Exercise description: Copy all the material below, exactly as it stands.

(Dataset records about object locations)
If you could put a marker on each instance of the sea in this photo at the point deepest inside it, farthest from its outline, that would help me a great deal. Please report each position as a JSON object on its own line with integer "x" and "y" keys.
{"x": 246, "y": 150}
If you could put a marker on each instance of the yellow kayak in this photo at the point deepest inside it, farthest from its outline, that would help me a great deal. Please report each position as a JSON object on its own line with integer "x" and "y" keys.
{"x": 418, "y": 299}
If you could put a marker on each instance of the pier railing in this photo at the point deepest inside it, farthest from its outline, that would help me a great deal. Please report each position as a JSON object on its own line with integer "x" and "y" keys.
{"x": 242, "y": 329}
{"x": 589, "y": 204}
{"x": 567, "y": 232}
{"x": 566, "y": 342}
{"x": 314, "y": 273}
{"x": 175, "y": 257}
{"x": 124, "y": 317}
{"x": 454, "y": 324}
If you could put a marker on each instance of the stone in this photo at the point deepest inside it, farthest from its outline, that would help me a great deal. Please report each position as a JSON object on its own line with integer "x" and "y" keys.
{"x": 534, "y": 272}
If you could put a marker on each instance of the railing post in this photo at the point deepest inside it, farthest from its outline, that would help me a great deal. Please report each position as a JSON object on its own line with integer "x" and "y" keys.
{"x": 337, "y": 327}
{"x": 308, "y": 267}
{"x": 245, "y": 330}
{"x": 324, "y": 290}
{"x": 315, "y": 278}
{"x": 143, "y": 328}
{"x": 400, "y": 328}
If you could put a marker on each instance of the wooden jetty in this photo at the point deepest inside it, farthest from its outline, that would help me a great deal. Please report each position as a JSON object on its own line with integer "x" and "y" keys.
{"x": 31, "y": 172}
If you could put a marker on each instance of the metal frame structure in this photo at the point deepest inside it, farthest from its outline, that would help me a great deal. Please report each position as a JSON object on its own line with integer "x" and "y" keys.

Task result:
If you could put a marker on each instance of the sea in this photo at the point deepest inside it, farthest from its outline, that would help me a great deal. Please report each position as a JSON object on its own line with integer "x" and "y" keys.
{"x": 246, "y": 150}
If you could put a marker on each instance of the yellow kayak in this photo at the point deepest inside it, farthest from its outline, that would help me a great deal. Please report each position as a JSON object on its own line with integer "x" and "y" keys.
{"x": 418, "y": 299}
If you could put a marker on each instance of the pier railing in this photo at the point deepest inside it, farthest from its outline, that would help me a great deal. Please report each position as a JSON object on its own line with integer "x" and "y" keys.
{"x": 242, "y": 329}
{"x": 589, "y": 204}
{"x": 567, "y": 232}
{"x": 566, "y": 342}
{"x": 314, "y": 273}
{"x": 175, "y": 257}
{"x": 124, "y": 317}
{"x": 454, "y": 324}
If you could put a marker on each instance of the stone in this photo at the point deepest inside it, farthest from its outline, that would help me a great deal. Please report each position as a JSON object on its own line with integer "x" and "y" keys.
{"x": 534, "y": 272}
If you could put a marker on each instance of the railing post in this photo at the point deepest inside it, farthest from its outline, that would help me a great deal. Please report each position as a JSON object on its own line with integer "x" and "y" keys.
{"x": 337, "y": 327}
{"x": 308, "y": 267}
{"x": 245, "y": 330}
{"x": 324, "y": 290}
{"x": 315, "y": 278}
{"x": 143, "y": 328}
{"x": 400, "y": 328}
If you could put a marker on each instance of the wooden jetty in this photo at the point deepest inside it, farthest from its outline, that would help me a great deal. Please report each position as a JSON object on its own line with integer "x" and "y" keys.
{"x": 31, "y": 172}
If you could put a marker on each instance of the metal frame structure in this photo at the point deepest inside it, farthest from its outline, that would help me a great deal. Please report each position as a JSON object on its own line with integer "x" and "y" keys.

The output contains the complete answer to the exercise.